━━ Materials provided ━━

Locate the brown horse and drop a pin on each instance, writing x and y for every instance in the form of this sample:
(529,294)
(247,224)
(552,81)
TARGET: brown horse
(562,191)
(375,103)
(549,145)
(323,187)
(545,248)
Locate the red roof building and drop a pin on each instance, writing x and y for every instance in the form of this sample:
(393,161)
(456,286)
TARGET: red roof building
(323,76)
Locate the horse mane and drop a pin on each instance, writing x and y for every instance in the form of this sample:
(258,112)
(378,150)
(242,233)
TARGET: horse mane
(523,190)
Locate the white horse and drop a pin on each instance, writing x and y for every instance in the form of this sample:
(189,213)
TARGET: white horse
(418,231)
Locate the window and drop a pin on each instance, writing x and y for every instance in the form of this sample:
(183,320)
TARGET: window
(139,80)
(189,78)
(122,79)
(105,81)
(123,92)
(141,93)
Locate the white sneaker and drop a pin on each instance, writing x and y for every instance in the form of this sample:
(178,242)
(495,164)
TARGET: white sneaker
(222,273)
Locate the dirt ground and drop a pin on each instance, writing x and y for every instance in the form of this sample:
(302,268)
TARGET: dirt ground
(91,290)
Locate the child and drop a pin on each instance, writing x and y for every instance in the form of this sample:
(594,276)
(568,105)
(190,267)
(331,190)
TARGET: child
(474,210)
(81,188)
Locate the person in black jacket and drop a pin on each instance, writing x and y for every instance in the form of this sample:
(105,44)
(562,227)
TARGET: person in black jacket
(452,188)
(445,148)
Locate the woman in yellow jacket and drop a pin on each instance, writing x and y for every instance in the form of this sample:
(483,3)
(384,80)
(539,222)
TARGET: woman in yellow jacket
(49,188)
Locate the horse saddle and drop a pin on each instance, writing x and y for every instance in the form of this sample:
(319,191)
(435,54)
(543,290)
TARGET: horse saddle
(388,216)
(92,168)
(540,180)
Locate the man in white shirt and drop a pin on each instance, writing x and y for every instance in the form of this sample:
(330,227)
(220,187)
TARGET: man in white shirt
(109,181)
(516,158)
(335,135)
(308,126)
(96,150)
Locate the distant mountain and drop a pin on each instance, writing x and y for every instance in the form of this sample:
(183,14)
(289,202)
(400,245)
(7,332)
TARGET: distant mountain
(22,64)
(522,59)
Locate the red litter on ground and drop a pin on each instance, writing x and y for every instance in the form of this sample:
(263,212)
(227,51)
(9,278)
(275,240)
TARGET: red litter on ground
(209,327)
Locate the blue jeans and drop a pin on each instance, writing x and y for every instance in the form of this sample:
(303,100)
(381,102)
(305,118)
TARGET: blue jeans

━━━

■ Task to carry out:
Look over the data above and show each line that contains "blue".

■ Response to this task:
Locate the blue jeans and drop a pin on each instance, writing x and y for every instance in the form of this sample:
TARGET: blue jeans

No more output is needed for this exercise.